═══ SELECTED TEXT
Second, previous studies have only focused on the non-compensatory model (e.g., DINA model, Zhang, 2006; HO-DINA model, Li, 2008; AHM, Gierl, Zheng & Cui, 2008). It is worth noting that the DINA model is a non-compensatory model, meaning
that examinees need master all required attributes in a tested item, otherwise he or she obtains lower probability of scoring correctly on that item. However, the strong assumption may not be appropriate in real situations. One limitation of the DINA model is that it does not further differentiate between respondents who have not mastered at least one attribute. Though, a number of studies have applied the DINA model to analyze real data (e.g., de la Torre, 2009; de la Torre & Douglas, 2004, 2008;
Henson, Templin, & Willse, 2009; Templin, Henson, & Douglas, 2006), only a few studies applied the DINO model to analyze data. Since Lee, Park and Taylan (2011) recommended the possibility of alternative or multiple strategies for solving an item may better explain students’ response, it seems worth investigating DIF detection issue while the compensatory CDMs are applied.
══════
═══ SUPPLIED RECORDS
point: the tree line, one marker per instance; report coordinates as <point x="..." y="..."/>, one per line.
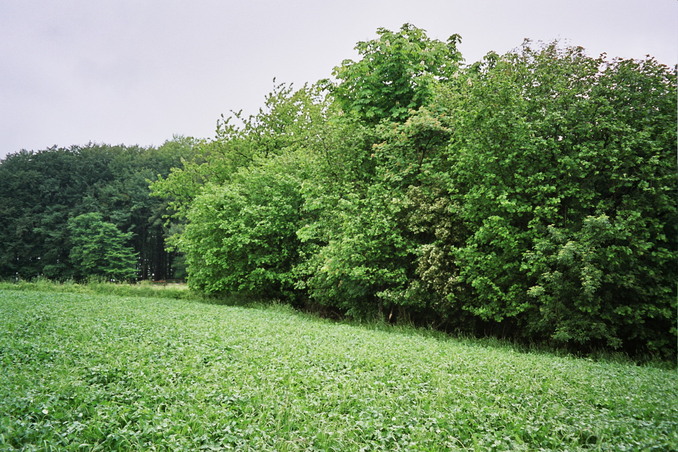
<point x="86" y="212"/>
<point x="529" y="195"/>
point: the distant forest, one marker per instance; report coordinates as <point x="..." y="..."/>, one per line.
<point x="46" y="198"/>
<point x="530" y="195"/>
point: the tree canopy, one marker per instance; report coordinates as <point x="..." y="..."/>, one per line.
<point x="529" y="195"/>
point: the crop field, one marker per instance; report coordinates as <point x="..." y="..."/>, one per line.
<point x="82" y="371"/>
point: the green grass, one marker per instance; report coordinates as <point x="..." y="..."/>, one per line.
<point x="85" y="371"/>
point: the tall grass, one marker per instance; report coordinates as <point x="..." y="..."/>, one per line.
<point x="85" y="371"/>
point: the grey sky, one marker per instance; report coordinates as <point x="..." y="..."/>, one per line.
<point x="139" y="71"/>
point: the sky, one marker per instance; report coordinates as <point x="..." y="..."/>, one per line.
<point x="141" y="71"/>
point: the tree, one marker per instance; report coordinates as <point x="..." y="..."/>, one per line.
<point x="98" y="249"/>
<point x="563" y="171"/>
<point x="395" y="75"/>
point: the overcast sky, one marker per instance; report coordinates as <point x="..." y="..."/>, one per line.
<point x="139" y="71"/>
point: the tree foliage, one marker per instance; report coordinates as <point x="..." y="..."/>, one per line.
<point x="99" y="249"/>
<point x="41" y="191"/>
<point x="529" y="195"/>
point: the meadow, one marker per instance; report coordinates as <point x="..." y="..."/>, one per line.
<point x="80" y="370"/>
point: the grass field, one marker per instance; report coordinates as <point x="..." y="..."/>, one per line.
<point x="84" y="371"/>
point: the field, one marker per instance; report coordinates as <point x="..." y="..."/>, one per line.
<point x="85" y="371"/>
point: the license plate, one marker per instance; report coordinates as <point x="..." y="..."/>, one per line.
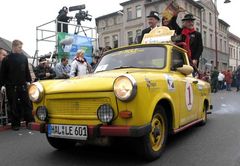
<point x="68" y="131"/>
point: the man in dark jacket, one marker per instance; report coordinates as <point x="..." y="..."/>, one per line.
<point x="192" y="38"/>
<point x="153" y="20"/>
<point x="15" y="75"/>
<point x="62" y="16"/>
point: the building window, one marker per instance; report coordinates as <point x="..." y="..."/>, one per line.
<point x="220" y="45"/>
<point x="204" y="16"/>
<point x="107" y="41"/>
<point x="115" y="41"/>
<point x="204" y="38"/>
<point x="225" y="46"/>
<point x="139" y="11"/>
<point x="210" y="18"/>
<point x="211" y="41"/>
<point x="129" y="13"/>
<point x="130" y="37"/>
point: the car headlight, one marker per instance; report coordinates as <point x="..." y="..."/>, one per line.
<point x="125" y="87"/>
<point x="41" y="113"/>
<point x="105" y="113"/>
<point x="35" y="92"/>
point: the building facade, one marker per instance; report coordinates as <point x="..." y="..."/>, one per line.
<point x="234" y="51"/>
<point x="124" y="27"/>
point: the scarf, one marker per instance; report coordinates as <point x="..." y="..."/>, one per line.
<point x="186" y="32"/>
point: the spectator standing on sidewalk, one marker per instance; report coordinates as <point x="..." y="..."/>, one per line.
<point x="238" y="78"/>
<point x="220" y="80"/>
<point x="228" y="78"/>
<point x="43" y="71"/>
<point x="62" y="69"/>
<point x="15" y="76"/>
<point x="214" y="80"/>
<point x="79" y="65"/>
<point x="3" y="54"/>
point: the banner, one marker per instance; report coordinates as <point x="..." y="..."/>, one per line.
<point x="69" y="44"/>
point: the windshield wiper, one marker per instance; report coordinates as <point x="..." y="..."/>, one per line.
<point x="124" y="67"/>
══════
__WHAT THIS EXERCISE ASKS__.
a) Answer these questions from the passage on the DINA model and DIF detection:
(i) Which kind of model does the passage say previous studies have only focused on?
(ii) What limitation of the DINA model does it name?
(iii) Who recommended the possibility of alternative or multiple strategies for solving an item?
b) Decide whether each statement agrees with the passage on the DINA model and DIF detection. Answer yes or no and quote the words from the passage that settle it.
(i) The DINA model is a compensatory model.
(ii) Only a few studies applied the DINO model to analyze data.
(iii) The DINA model's assumption is called suitable for all real situations.
c) Write the next part of the passage on the DINA model and DIF detection, starting after its final sentence.

__RESULTS FOR EACH TASK__.
a)
(i) The non-compensatory model.
(ii) It does not further differentiate between respondents who have not mastered at least one attribute.
(iii) Lee, Park and Taylan (2011).

b)
(i) No: "the DINA model is a non-compensatory model"
(ii) Yes: "only a few studies applied the DINO model to analyze data"
(iii) No: "the strong assumption may not be appropriate in real situations"

c)
Third, the previous studies did not deal with the issue of contaminated matching criteria. Because the internal matching criterion may be contaminated, they may not be appropriate for directly detecting DIF. If invalid matching criterion are used the results of DIF detection will be suspect. Many studies have focused on this issue and proposed strategies to solve this problem in the framework of item response theory (i.e., Candell & Drasgow, 1988; Fidalgo, Mellenbergh and Muniz, 2000; French &
Maller, 2007; Holland & Thayer, 1988; Shih & Wang, 2009; Wang & Yeh, 2003;
Wang & Su, 2004a; Wang & Su, 2004b). A newly idea named DIF-free-then-DIF has also been proposed by Wang (2008). The central idea here is that it is very important to find a set of clear items (i.e., DIF free) as matching criteria. It is believed that the same situation may be occurring in the CDM context. However, all these studies overlooked the purification issue when dealing with DIF. In implication, one cannot predict which item is a DIF free item. Thus, item purification procedures cannot be neglected in DIF detection. Nevertheless, to date no studies have addressed this issue
in the framework of CDMs.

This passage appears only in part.